◆ **TEXT PASSAGE**:
================================

A failure of public administration?

Responsive advice is also forthright and direct and does not withhold
or gloss over important known facts or 'bad news'.
Responsiveness demands a close and cooperative relationship with
Ministers and their employees. The policy advisory process is an iterative
one, which may involve frequent feedback between the APS and the
Minister and his or her office.
Responsive implementation of the Government's policies and programs
(APS Value (f)) is achieved through a close and cooperative relationship
with Ministers and their employees. Ministers may make decisions, and
issue policy guidelines with which decisions made by APS employees
must comply. Such Ministerial decisions and policy guidance must, of
course, comply with the law and decisions by APS employees must meet

their responsibilities for impartiality and efficient, effective and ethical
use of resources.11
Adjusted or alternative definitions of what ‘responsiveness’ should mean have
been posed by academics, media commentators, and members of the Opposition.12
What it means in practice to working public servants, when disciplined by the
contestability of policy advice (see Chapter 2), inserted in a performance
management system (see Chapter 3), experienced through devolved relations
with specific ministers’ offices (see Chapter 4), aligned with ministerial priorities
through individual contracts (see Chapter 5) and re-expressed through a
cooperative partnership (see Chapter 6), can shrink to ‘what have you done for
the minister that’s special’?13 This is not the normative meaning of
‘responsiveness’, but it can be the operational one.
Or take ‘politicisation’. A recent article by Richard Mulgan offers a useful and
much-needed account of the concept as ‘understood within the context of the
APS Values associated with a professional public service’:
In order to be able to offer the same degree of loyal service to
governments of differing political persuasions, professional public
servants are expected to maintain a certain distance from concerns of
their political masters. ‘Politicisation’ is the term used to describe the
erosion of such distance. It marks the crossing of a line between proper
responsiveness to the elected government and undue involvement in the
government’s electoral fortunes.14
For the public service, the legislated equivalent of this is the requirement under
section 10 of the Public Service Act to be ‘apolitical, performing its functions
in an impartial and professional manner’. As in the case of ‘responsiveness’, this
definition has been elaborated by the Public Service Commissioner:

5



Whatever Happened to Frank and Fearless?

The role of the APS is to serve the Government of the day: to provide
the same high standard of policy advice, implementation and professional
support, irrespective of which political party is in power. This is at the
core of the professionalism of the APS.
The APS works within, and to implement, the elected government’s
policies and outcomes. While it is not independent, it is well placed to
draw on a depth of knowledge and experience including longer-term
perspectives.
Good advice from the APS is unbiased and objective. It is politically
neutral but not naïve, and is developed and offered with an
understanding of its implications and of the broader policy directions
set by government.
APS employees have a role to assist Ministers with their parliamentary
and public roles, such as drafting speeches.

================================

◆ **EXTRACTED MATERIAL**:
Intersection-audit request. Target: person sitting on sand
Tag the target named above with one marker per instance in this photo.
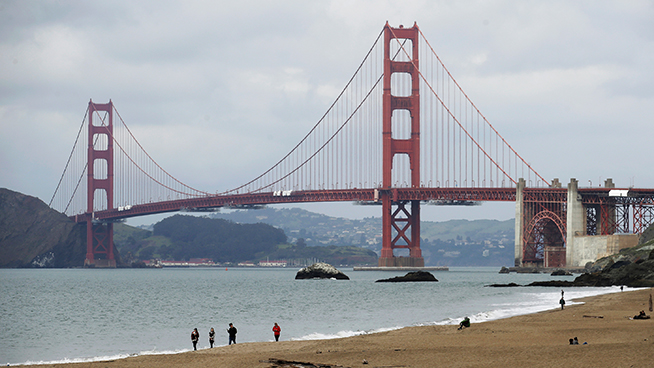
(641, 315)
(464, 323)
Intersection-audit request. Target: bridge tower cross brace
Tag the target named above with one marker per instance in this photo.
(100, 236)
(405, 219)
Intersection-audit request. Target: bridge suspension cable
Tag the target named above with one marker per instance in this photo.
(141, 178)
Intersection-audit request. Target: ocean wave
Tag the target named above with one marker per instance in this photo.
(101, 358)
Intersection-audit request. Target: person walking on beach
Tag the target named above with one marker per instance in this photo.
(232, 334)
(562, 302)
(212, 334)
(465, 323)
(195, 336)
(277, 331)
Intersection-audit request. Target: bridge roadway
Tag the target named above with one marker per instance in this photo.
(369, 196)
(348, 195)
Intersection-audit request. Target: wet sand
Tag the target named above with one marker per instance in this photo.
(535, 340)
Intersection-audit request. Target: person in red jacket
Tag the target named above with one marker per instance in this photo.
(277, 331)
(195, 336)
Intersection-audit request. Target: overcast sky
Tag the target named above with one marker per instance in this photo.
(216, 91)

================================

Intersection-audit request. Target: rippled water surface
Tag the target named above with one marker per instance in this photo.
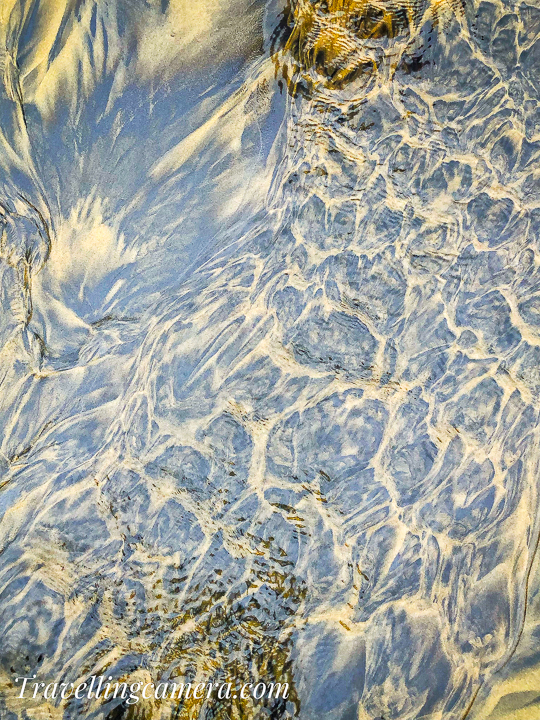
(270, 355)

================================

◆ **TASK GOAL**: Copy out the stretch of the passage on public service responsiveness from "Responsiveness demands a" through "or her office.", word for word.

◆ **ANSWER TO THIS TASK**:
Responsiveness demands a close and cooperative relationship with
Ministers and their employees. The policy advisory process is an iterative
one, which may involve frequent feedback between the APS and the
Minister and his or her office.